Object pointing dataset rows

(begin)

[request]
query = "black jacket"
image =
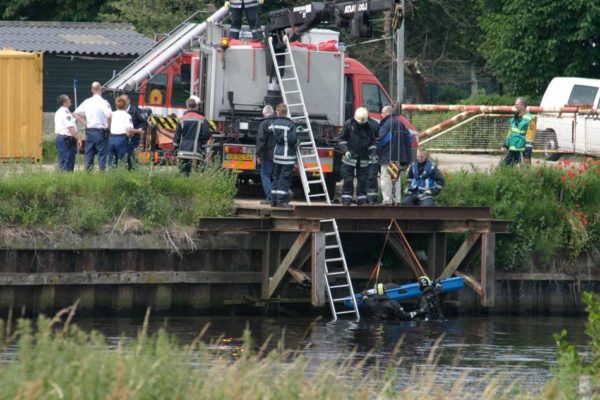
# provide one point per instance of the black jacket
(191, 135)
(286, 139)
(359, 140)
(265, 139)
(399, 148)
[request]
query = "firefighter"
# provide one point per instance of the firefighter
(424, 181)
(284, 156)
(250, 7)
(429, 304)
(67, 138)
(265, 144)
(394, 148)
(372, 182)
(191, 135)
(357, 145)
(95, 113)
(140, 123)
(519, 141)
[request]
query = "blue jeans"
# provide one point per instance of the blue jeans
(95, 143)
(67, 149)
(266, 172)
(118, 148)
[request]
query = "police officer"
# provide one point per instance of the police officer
(67, 138)
(265, 144)
(429, 304)
(140, 123)
(95, 113)
(237, 7)
(191, 135)
(424, 181)
(357, 144)
(284, 156)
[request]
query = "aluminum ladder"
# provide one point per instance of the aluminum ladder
(336, 268)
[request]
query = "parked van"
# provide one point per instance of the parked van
(580, 135)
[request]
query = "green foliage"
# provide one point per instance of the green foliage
(551, 209)
(526, 43)
(83, 202)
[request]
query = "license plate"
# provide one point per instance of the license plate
(239, 157)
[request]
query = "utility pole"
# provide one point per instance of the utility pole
(400, 60)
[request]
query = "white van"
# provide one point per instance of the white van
(580, 135)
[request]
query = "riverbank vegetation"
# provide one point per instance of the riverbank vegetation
(54, 359)
(141, 200)
(555, 212)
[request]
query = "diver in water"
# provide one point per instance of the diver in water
(429, 304)
(379, 306)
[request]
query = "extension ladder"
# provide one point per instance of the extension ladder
(336, 268)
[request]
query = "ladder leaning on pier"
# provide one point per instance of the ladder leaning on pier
(336, 268)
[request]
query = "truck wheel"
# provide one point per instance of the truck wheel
(550, 142)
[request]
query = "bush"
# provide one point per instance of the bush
(83, 202)
(554, 210)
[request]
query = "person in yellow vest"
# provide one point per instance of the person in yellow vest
(519, 141)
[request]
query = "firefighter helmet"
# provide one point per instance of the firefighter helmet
(361, 115)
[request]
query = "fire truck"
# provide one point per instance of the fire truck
(234, 79)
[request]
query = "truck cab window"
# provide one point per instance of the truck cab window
(374, 98)
(156, 90)
(583, 95)
(179, 94)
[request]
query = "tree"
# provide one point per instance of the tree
(528, 43)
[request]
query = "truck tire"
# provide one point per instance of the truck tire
(550, 142)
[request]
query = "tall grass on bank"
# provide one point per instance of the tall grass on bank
(555, 211)
(50, 359)
(98, 202)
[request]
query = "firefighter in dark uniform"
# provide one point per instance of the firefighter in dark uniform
(372, 181)
(284, 156)
(191, 135)
(237, 7)
(429, 304)
(357, 144)
(424, 181)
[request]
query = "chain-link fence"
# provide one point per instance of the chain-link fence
(477, 132)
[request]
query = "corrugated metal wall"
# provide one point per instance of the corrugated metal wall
(60, 71)
(20, 105)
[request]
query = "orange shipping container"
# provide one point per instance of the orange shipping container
(21, 105)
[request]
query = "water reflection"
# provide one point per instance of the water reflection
(520, 348)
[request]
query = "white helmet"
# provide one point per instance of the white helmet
(361, 115)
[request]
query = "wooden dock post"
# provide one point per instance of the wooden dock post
(317, 269)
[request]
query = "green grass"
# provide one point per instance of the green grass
(33, 198)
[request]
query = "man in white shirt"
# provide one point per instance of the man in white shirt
(67, 138)
(95, 113)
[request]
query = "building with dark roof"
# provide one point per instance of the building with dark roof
(75, 53)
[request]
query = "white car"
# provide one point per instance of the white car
(580, 135)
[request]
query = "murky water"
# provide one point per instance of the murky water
(518, 348)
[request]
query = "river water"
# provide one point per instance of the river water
(520, 349)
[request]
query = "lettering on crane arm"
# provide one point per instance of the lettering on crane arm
(307, 9)
(352, 8)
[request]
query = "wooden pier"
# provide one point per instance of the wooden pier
(308, 246)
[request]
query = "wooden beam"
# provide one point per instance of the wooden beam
(317, 270)
(472, 282)
(287, 262)
(460, 255)
(126, 278)
(401, 252)
(488, 269)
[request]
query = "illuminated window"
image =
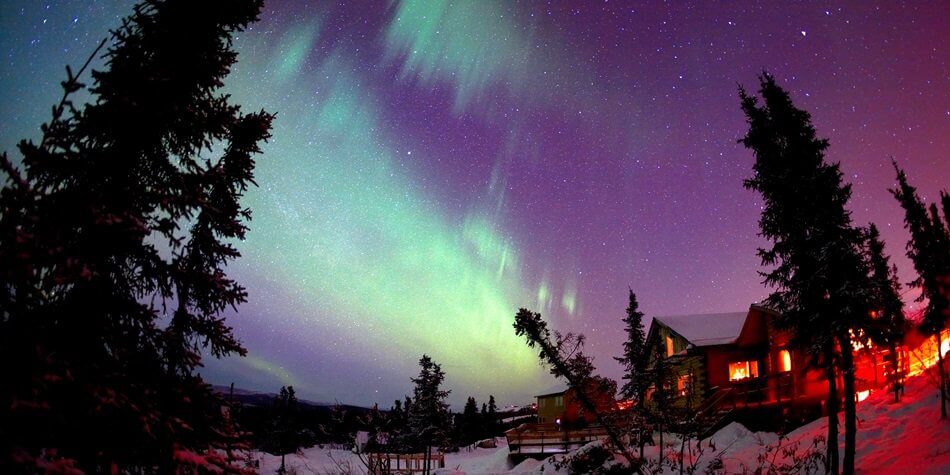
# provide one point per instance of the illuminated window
(682, 384)
(743, 370)
(784, 360)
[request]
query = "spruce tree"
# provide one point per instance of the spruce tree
(492, 422)
(888, 325)
(429, 421)
(470, 427)
(818, 271)
(123, 218)
(929, 250)
(285, 431)
(633, 357)
(562, 354)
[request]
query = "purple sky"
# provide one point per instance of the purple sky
(435, 166)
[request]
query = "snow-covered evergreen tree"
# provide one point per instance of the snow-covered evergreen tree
(929, 250)
(818, 268)
(114, 239)
(633, 360)
(429, 421)
(887, 327)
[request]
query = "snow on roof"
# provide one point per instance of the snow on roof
(709, 329)
(556, 389)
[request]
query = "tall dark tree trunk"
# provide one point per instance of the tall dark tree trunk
(943, 376)
(895, 372)
(831, 465)
(850, 405)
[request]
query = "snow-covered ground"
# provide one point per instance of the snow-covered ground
(904, 438)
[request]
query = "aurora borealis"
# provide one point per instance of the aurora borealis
(436, 165)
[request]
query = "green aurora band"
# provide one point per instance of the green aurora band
(350, 231)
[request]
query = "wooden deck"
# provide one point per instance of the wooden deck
(531, 439)
(403, 463)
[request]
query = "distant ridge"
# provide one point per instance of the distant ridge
(248, 397)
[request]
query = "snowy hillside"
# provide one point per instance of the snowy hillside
(907, 437)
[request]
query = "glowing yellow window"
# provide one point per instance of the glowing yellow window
(682, 384)
(743, 370)
(784, 360)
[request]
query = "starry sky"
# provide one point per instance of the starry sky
(436, 165)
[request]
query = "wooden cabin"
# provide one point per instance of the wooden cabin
(559, 405)
(743, 359)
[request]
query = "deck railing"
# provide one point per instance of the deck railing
(547, 438)
(385, 464)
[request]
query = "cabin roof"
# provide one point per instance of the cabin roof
(707, 329)
(559, 388)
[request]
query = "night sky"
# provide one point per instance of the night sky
(435, 166)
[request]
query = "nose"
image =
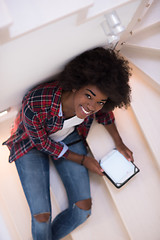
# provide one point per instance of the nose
(92, 106)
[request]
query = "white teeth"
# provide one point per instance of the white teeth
(85, 110)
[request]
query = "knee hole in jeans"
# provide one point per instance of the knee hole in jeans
(84, 204)
(42, 217)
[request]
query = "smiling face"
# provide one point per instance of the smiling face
(88, 100)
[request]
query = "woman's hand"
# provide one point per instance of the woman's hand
(93, 165)
(125, 151)
(88, 162)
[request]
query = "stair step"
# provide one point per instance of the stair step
(147, 38)
(150, 18)
(146, 105)
(102, 6)
(30, 15)
(5, 18)
(147, 61)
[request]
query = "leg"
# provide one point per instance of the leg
(76, 181)
(33, 170)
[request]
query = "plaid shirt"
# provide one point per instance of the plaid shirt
(39, 117)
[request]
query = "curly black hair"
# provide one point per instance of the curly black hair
(103, 68)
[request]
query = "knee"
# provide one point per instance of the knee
(83, 209)
(42, 217)
(84, 204)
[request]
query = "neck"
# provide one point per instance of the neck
(67, 104)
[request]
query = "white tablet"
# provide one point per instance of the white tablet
(117, 168)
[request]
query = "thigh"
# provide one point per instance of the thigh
(74, 176)
(33, 170)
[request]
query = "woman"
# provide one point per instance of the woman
(54, 121)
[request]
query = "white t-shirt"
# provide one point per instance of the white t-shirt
(68, 128)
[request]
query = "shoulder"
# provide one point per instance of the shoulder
(43, 96)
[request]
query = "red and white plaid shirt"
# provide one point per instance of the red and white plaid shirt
(39, 117)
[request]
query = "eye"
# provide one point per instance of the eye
(88, 96)
(101, 103)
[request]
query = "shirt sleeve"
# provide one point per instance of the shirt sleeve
(38, 135)
(105, 118)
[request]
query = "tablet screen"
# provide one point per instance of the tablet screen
(117, 167)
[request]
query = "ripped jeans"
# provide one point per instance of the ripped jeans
(33, 170)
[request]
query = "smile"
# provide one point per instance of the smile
(85, 111)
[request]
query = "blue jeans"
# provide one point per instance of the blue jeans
(33, 170)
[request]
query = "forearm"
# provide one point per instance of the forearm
(112, 129)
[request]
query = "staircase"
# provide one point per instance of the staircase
(129, 213)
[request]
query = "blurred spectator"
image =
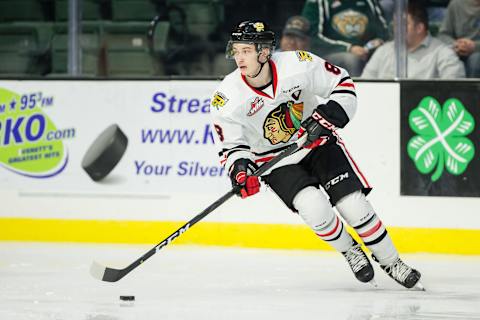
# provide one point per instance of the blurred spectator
(388, 7)
(461, 30)
(428, 57)
(346, 32)
(296, 34)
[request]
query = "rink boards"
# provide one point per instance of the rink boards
(170, 171)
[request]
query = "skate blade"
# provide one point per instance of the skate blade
(418, 287)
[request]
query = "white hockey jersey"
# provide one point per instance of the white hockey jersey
(255, 125)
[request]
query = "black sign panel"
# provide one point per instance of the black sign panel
(440, 138)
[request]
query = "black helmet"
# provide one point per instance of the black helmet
(254, 32)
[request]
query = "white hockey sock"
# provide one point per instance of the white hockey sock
(358, 212)
(316, 211)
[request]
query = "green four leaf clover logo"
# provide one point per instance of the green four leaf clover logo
(441, 140)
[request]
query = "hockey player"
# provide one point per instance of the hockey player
(258, 111)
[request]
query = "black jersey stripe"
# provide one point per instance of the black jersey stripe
(236, 148)
(344, 91)
(344, 79)
(271, 151)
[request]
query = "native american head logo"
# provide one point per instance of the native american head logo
(282, 122)
(350, 24)
(219, 100)
(255, 105)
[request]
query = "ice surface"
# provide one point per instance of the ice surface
(52, 281)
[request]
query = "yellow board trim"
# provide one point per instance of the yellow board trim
(253, 235)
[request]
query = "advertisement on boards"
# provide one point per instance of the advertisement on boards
(440, 138)
(81, 136)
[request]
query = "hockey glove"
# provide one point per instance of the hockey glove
(242, 180)
(317, 134)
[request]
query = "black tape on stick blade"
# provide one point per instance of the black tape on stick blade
(127, 298)
(105, 153)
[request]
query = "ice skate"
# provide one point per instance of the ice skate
(359, 263)
(403, 274)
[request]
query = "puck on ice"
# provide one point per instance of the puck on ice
(127, 298)
(105, 153)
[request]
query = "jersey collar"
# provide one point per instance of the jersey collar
(274, 82)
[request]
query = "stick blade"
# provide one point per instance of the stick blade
(103, 273)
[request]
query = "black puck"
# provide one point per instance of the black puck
(105, 153)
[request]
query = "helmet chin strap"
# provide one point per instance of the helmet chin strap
(260, 70)
(261, 67)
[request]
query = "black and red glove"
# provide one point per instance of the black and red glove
(325, 119)
(240, 175)
(317, 134)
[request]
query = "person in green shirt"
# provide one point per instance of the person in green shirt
(346, 32)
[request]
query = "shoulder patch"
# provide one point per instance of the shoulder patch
(303, 55)
(219, 100)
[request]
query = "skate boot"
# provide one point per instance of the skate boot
(403, 274)
(359, 263)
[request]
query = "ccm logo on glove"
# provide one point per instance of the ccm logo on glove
(241, 178)
(324, 122)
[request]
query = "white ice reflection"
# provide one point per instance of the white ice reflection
(51, 281)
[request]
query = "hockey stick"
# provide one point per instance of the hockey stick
(112, 275)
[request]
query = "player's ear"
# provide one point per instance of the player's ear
(264, 54)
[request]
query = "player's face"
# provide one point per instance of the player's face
(245, 57)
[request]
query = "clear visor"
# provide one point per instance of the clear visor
(229, 49)
(229, 54)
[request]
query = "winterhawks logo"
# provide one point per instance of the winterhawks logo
(219, 100)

(end)

#### Exercise
Tally the lines in the items above that contain the string "starry" and reply with only that number.

#### Task result
2